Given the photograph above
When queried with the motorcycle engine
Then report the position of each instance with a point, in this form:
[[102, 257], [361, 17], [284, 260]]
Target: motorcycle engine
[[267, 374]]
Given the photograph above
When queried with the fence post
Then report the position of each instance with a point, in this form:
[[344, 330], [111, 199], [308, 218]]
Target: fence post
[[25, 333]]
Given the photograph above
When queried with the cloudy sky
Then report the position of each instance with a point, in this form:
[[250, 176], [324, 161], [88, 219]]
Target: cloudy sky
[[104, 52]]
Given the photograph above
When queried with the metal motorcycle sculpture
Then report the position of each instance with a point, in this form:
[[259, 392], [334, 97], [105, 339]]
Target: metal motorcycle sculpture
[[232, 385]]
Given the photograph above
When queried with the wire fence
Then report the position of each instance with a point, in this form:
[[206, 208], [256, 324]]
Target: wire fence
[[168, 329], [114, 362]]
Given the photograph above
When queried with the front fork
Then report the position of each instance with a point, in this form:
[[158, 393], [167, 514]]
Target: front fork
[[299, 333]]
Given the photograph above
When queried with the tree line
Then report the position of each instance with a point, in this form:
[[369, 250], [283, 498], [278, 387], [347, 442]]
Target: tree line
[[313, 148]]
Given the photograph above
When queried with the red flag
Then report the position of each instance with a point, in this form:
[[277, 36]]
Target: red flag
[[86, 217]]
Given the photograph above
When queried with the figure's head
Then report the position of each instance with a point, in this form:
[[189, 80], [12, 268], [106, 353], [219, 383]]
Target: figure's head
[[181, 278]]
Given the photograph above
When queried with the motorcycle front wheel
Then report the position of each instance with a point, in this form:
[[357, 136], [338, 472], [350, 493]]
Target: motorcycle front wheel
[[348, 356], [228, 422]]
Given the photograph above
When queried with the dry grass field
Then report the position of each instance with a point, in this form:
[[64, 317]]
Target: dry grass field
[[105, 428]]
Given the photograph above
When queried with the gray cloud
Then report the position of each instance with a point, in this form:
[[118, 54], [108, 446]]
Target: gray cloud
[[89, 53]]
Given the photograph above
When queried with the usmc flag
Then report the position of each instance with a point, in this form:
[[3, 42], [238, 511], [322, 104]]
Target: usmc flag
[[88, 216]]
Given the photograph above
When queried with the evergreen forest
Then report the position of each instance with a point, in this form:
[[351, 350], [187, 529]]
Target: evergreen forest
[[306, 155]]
*-*-*
**REQUIRED WORK**
Reproduce the whole of the records exactly, so that no line differs from the source above.

**RESULT**
Given the photograph above
When queried with the motorcycle engine
Then report the position of each instance with a point, in this form:
[[102, 257], [361, 17], [284, 260]]
Target: motorcycle engine
[[267, 374]]
Given the photograph above
When queried with the fence post
Then report the position of each instance with a point, in this form:
[[344, 330], [111, 199], [308, 218]]
Target: fence post
[[25, 333]]
Given the photograph above
When queried with the cloudy sky
Then report the position of each instance with a point, in this form:
[[250, 176], [324, 161], [88, 219]]
Target: cloudy sky
[[104, 52]]
Given the photograph above
When queried with the metal motorcycle sculpture
Then report the position of each instance with a point, in this form:
[[259, 392], [334, 97], [105, 339]]
Target: metal motorcycle sculpture
[[232, 385]]
Given the photograph above
When queried with the wire fence
Then report the position of each instance with a point, in this form:
[[206, 208], [256, 324]]
Target: wire fence
[[168, 329], [114, 362]]
Given the photograph above
When queried with the front fork
Then report the position of each instance with a point, in this form:
[[158, 393], [167, 514]]
Target: front fork
[[299, 333]]
Given the photograph above
When queried with the tree line
Then report the position of each instance with a point, in this form:
[[369, 250], [283, 498], [278, 387], [347, 442]]
Target: tree line
[[313, 148]]
Given the photograph above
When queried with the red flag
Then report the position of each instance with a point, in this form:
[[277, 36]]
Target: red flag
[[86, 217]]
Given the photograph above
When queried with the figure's head
Then report the position of each instance with a point, in this form:
[[189, 80], [12, 268], [106, 353], [219, 383]]
Target: figure's head
[[181, 278]]
Given the photograph above
When queried with the motorcycle front wheel
Then report the position of each instance with a point, in this form:
[[357, 136], [338, 472], [350, 493]]
Target: motorcycle front wheel
[[348, 356], [228, 422]]
Given the photograph above
When queried with the dry grass field
Then report the position of each instance with a point, in this form:
[[64, 317]]
Target: dry grass field
[[105, 428]]
Given the photograph above
When queried with the gray cloud
Then report the position of each instance with a point, in this form:
[[118, 54], [108, 446]]
Target: gray cloud
[[89, 53]]
Given the photograph above
When queried with the usmc flag
Then report the position of each instance with a point, in this form:
[[3, 42], [238, 511], [322, 104]]
Target: usmc flag
[[88, 216]]
Given the photograph above
When queried with the evergreen forest
Then report the position of each instance with a point, in this form:
[[351, 350], [187, 529]]
Target: evergreen forest
[[306, 155]]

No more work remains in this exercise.